┌──

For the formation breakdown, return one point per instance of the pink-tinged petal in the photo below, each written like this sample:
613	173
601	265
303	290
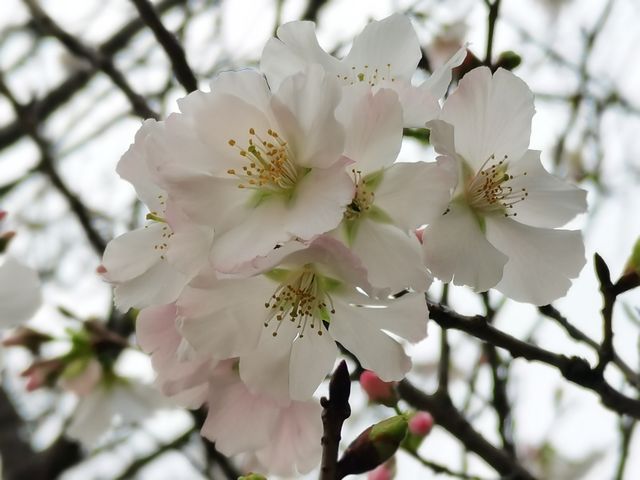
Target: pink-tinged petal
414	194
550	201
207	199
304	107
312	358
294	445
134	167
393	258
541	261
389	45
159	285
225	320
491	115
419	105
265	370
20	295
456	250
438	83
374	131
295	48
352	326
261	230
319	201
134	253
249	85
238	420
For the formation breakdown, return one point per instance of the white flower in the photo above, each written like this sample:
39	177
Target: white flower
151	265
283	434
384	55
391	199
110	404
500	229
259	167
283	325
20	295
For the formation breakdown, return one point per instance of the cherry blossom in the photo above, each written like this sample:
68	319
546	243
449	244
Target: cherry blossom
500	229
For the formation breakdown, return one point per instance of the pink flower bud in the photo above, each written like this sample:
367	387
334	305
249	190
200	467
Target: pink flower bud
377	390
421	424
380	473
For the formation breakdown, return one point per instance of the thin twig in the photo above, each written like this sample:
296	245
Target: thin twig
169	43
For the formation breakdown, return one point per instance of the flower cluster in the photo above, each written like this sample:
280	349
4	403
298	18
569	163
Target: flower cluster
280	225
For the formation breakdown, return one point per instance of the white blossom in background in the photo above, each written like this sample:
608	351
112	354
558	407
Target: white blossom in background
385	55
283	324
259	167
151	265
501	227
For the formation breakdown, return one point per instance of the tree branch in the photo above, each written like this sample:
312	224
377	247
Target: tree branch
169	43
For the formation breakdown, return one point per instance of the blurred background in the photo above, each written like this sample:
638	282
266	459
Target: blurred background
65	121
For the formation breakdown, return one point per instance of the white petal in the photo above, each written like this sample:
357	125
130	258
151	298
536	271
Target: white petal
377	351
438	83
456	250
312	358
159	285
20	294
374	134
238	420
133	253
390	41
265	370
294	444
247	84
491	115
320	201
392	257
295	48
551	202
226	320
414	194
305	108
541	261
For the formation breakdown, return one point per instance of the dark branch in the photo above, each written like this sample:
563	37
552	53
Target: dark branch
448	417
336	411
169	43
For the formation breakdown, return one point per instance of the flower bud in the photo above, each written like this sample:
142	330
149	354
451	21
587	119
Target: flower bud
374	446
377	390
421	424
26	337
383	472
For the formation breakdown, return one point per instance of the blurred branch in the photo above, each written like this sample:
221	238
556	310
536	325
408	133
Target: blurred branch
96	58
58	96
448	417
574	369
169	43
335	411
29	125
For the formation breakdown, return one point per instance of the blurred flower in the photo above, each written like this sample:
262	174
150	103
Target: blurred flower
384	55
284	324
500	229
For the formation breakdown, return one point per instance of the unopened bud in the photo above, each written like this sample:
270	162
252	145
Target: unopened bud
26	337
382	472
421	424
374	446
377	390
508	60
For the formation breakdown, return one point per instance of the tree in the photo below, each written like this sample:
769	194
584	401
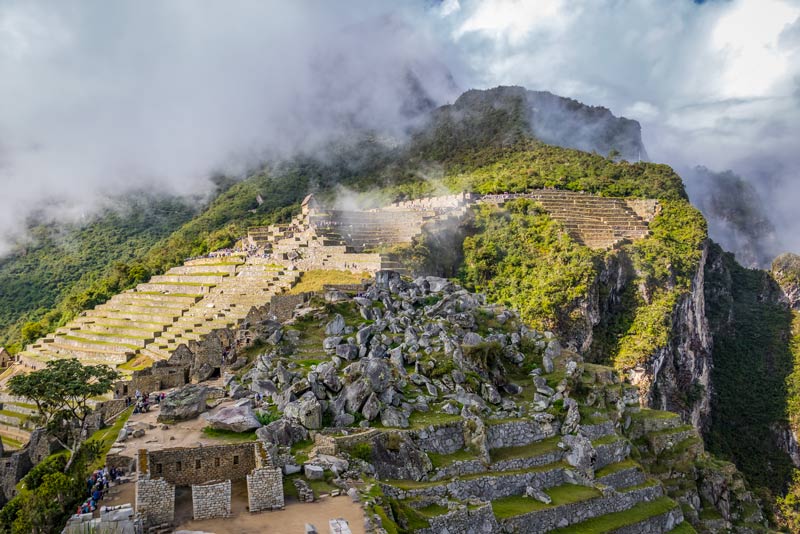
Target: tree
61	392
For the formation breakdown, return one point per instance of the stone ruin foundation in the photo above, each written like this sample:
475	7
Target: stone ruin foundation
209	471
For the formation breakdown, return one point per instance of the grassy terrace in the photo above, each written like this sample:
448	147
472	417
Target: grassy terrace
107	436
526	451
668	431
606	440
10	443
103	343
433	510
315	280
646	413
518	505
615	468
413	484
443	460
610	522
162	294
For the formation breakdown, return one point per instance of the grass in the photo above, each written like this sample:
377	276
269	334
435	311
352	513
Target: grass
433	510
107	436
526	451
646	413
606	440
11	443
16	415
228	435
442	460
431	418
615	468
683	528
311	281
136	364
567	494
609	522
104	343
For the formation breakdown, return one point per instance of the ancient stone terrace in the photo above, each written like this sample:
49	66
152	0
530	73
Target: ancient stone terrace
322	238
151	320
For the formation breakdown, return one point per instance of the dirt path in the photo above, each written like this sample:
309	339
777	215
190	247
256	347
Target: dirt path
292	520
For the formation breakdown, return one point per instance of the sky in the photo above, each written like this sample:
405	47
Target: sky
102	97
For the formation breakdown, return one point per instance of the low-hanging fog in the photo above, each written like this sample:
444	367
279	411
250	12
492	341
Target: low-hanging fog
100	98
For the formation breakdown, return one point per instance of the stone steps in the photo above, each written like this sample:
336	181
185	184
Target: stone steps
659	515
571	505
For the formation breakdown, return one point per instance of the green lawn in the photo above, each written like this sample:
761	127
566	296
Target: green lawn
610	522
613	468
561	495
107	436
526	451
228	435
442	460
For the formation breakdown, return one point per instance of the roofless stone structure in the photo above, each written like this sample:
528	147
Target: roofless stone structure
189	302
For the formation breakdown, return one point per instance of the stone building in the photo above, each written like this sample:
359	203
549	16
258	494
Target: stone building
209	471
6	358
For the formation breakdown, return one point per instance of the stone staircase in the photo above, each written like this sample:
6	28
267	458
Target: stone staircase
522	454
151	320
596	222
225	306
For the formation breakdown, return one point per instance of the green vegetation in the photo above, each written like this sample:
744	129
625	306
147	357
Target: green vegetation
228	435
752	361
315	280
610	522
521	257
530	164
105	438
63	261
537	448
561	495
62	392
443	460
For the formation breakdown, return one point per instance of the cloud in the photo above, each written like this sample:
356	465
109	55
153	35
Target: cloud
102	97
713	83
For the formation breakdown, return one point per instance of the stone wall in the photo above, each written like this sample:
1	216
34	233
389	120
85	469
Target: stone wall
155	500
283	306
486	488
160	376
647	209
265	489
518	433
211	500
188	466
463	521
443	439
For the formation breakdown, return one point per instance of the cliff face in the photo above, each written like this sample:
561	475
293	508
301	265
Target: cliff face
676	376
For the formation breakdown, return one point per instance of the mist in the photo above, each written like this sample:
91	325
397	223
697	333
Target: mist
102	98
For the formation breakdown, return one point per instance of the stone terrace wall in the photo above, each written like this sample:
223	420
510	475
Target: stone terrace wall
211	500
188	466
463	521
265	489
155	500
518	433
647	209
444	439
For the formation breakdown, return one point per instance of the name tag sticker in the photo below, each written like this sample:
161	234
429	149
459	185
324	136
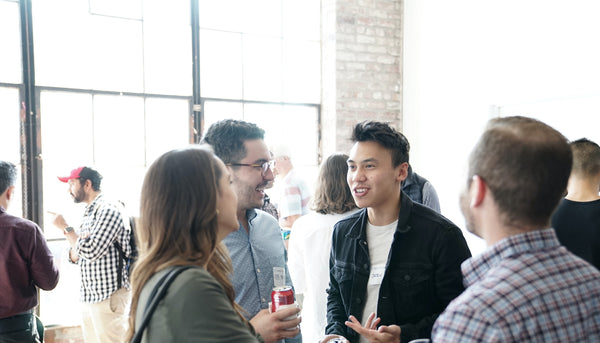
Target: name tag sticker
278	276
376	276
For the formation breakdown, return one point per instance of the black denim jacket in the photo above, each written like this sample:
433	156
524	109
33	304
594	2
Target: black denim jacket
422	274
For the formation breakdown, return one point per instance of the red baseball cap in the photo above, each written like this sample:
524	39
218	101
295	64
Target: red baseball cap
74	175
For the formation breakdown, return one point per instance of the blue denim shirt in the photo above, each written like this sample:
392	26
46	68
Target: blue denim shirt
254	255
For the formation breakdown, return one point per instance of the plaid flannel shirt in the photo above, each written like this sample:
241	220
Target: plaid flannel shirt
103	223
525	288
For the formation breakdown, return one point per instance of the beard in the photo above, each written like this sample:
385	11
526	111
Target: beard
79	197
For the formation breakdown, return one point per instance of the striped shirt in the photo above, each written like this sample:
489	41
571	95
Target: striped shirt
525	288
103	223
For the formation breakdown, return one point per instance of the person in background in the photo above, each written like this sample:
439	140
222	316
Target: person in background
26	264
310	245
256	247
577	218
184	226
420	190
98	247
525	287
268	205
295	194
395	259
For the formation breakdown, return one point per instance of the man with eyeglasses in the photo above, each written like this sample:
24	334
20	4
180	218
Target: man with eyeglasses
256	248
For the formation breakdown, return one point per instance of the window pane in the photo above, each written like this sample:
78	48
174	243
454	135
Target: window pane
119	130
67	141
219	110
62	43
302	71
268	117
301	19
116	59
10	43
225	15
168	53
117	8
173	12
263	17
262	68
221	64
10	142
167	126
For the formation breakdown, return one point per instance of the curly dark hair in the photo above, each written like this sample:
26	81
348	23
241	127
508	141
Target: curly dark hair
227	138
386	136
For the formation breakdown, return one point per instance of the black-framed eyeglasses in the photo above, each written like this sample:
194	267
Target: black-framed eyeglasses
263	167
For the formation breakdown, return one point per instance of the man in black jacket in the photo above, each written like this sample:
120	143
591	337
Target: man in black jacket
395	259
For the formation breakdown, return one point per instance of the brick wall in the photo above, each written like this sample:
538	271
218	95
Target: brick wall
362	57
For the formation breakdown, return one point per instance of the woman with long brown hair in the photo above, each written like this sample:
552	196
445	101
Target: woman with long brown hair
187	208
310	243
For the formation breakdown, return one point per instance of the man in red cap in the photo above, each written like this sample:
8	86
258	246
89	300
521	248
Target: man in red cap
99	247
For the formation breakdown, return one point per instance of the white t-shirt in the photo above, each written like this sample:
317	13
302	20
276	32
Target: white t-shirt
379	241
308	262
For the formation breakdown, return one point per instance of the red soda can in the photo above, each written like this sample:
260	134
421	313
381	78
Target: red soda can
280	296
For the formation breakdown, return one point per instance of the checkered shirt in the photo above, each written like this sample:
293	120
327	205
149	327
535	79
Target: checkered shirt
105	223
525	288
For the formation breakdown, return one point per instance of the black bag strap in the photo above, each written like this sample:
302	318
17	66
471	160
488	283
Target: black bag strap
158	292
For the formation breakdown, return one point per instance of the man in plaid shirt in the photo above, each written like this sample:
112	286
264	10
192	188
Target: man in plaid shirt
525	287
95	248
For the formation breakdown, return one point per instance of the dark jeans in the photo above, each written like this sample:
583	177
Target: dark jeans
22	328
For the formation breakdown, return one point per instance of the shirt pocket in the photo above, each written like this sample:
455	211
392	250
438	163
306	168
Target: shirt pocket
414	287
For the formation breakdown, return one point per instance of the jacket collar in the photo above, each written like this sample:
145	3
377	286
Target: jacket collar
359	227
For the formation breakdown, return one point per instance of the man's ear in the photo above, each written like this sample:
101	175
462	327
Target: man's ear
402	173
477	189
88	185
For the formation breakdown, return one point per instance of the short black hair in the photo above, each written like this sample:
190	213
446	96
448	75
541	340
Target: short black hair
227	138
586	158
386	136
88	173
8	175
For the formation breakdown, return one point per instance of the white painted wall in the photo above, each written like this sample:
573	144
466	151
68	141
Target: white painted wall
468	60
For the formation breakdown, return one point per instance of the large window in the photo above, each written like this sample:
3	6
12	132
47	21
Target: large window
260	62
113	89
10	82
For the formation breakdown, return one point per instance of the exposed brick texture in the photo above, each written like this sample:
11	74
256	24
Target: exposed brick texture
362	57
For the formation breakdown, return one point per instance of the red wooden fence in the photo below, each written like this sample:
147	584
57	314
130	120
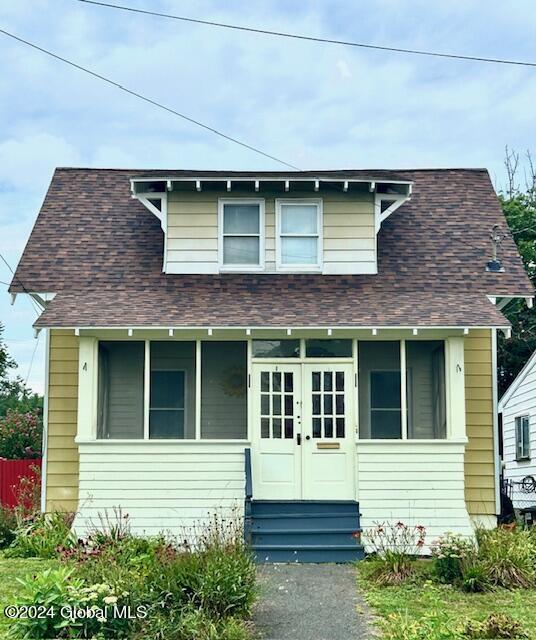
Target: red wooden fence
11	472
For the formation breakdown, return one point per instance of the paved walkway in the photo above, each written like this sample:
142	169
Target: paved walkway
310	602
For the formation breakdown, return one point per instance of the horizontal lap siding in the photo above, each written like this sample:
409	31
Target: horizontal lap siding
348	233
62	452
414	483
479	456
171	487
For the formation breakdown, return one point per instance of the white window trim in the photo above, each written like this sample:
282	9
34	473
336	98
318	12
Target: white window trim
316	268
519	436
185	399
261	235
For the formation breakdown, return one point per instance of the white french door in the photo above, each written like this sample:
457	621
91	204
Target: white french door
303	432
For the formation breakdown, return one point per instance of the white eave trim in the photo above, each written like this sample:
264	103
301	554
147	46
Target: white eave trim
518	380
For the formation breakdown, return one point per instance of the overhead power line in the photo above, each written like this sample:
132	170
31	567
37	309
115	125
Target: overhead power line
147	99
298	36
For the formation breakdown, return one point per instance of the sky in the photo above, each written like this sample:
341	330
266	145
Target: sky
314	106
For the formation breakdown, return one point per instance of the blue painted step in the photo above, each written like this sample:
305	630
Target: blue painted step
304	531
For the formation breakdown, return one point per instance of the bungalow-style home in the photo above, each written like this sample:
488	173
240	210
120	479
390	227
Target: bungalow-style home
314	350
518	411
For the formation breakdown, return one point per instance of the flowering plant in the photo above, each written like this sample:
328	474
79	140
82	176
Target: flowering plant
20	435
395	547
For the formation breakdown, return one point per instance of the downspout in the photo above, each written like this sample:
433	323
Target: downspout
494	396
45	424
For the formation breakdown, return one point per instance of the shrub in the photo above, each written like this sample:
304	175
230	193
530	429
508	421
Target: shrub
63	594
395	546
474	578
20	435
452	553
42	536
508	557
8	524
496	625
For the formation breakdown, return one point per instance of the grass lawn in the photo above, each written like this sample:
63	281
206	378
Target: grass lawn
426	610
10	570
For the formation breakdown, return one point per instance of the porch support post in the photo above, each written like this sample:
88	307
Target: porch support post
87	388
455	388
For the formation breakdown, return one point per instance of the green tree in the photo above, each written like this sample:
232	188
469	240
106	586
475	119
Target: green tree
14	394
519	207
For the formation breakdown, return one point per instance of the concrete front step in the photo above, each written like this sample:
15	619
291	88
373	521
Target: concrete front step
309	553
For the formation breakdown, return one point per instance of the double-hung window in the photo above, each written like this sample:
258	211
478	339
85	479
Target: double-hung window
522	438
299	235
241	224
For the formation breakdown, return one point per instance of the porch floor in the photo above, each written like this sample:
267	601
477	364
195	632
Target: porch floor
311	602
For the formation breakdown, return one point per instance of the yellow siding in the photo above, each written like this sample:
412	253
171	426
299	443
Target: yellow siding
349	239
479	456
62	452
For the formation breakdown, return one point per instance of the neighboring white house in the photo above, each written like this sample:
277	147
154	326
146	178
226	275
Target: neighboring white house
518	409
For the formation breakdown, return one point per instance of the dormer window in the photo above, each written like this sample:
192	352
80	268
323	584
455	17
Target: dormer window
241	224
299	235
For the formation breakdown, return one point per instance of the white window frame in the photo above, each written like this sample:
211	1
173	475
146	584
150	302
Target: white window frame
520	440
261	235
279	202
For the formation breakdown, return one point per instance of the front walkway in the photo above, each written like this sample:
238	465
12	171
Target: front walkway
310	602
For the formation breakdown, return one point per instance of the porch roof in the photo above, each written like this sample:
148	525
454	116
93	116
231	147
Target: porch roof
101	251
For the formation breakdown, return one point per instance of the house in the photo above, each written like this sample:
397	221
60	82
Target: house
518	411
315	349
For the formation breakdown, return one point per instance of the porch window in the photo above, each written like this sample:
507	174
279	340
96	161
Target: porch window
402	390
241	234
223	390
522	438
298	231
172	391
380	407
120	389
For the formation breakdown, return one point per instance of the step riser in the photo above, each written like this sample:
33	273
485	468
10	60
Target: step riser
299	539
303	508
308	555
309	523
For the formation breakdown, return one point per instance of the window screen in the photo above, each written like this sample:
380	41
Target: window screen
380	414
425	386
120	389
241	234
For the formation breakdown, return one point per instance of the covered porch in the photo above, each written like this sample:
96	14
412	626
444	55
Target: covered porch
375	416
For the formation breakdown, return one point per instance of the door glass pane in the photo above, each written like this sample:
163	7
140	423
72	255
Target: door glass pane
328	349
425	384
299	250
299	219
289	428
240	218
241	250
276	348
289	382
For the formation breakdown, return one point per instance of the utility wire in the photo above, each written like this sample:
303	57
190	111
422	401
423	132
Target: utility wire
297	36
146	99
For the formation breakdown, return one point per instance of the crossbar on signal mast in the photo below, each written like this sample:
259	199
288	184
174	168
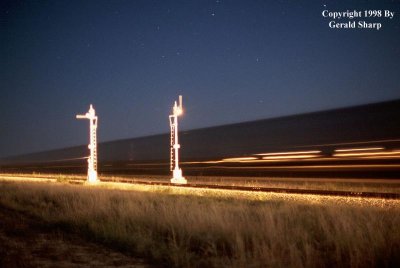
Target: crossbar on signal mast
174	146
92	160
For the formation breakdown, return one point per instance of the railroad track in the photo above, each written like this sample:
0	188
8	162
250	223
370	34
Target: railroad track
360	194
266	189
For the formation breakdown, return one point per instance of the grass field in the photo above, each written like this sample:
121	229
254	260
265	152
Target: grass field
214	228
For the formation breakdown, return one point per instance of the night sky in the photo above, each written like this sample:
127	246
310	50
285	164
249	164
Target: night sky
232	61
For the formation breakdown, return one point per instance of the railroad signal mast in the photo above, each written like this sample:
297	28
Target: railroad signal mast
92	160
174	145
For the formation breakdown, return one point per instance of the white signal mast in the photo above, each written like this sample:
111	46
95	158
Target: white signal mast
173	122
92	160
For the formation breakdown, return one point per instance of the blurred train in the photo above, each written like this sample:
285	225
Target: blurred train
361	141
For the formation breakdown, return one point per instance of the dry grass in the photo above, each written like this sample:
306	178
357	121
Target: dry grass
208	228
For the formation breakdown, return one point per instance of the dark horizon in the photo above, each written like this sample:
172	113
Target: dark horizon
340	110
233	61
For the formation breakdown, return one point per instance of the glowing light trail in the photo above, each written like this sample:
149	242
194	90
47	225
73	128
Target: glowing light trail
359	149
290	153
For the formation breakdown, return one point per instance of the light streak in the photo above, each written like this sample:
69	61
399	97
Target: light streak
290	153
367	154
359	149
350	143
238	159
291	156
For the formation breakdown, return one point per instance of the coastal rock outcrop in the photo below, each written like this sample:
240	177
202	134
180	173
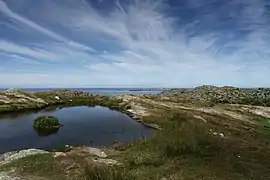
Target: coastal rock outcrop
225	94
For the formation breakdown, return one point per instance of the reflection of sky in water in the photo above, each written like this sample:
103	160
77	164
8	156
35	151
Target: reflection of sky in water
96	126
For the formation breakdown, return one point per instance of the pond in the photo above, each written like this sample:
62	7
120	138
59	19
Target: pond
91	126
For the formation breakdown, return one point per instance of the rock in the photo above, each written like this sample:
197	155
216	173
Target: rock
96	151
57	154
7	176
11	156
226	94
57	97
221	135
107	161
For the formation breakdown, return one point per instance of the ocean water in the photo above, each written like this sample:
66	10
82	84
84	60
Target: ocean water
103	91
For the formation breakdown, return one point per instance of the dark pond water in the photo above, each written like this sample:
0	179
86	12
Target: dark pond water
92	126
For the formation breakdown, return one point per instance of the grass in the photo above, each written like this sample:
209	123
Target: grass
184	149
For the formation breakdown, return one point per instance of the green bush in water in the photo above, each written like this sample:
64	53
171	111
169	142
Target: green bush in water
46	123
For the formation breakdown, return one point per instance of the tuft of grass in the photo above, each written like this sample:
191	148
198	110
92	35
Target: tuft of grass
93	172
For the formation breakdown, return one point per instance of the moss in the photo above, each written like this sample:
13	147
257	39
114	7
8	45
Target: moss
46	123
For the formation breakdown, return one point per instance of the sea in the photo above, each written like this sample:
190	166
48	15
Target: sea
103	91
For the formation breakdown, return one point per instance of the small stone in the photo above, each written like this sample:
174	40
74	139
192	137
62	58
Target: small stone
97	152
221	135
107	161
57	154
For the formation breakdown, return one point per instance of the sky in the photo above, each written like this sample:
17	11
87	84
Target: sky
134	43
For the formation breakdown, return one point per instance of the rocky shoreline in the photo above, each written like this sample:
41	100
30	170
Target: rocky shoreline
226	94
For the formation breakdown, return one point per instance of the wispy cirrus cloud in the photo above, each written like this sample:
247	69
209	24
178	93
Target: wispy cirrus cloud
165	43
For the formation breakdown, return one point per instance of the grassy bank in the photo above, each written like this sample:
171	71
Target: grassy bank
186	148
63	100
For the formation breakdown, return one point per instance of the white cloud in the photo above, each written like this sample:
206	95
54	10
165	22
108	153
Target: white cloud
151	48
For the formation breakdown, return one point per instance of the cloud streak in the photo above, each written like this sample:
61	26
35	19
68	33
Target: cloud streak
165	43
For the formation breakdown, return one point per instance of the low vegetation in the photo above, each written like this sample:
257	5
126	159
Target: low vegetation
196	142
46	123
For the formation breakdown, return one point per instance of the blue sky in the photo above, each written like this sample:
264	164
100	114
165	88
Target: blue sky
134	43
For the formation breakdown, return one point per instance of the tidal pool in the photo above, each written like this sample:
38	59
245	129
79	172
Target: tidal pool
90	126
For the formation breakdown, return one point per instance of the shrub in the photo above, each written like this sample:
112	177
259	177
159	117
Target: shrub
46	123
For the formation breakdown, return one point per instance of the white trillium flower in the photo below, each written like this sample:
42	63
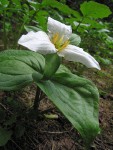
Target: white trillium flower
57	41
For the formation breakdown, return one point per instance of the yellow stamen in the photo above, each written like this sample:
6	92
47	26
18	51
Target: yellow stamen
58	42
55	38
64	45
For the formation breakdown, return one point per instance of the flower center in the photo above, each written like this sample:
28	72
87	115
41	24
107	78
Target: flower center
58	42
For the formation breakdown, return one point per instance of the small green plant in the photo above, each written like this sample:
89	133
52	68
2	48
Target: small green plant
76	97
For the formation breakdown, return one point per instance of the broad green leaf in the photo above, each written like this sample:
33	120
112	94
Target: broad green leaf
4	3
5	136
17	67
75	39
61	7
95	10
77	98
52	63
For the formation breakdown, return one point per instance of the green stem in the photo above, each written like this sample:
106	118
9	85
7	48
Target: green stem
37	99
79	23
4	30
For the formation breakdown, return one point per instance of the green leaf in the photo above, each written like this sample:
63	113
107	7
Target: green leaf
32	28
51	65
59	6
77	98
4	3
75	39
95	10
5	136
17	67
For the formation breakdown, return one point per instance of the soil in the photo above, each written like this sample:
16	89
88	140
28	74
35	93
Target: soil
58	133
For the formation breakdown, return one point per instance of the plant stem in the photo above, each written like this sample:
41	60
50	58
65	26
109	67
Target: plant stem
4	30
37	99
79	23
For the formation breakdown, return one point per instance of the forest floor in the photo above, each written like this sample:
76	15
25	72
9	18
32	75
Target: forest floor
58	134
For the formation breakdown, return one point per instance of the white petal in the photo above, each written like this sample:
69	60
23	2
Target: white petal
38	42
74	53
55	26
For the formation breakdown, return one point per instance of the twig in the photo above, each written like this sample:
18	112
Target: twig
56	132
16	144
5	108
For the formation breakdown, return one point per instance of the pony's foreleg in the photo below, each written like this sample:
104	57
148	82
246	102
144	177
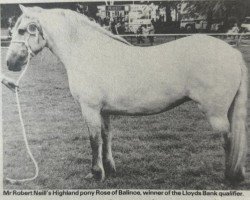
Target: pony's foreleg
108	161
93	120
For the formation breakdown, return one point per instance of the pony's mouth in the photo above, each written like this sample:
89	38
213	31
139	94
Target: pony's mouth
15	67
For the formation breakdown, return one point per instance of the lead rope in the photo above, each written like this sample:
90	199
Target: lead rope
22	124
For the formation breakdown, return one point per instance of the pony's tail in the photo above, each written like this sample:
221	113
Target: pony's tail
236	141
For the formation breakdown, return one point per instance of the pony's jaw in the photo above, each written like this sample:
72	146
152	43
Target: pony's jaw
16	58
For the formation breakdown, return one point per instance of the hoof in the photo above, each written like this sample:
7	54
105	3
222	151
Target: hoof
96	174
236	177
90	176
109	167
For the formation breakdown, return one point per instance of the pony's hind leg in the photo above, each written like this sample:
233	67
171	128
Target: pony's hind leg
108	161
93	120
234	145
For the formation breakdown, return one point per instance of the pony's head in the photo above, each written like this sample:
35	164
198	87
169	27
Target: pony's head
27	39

└──

◆ The task
Take the lines from the one containing "the pony's jaw" to the last line of the material above and write them out exactly.

◆ Reply to the task
For the formation breakdown, return one point per instance of the pony's jaw in the photo above, each written like this sample:
72	146
152	43
Target: pony's jaw
16	58
For the formation breakdown, return one point per instance of the hoof in the photo above, each written like this sample:
7	54
105	3
222	151
Target: hoof
96	174
236	177
90	176
109	167
For the formation breakdown, return one point per instance of the pony's hind leg in the photo above, each written like this sample:
233	67
171	128
Target: pony's hind leg
108	161
93	120
234	145
For the formation breakdown, return one point per instance of the pony's head in the photo above, each written like this sample:
35	164
198	87
169	27
Target: pony's head
27	39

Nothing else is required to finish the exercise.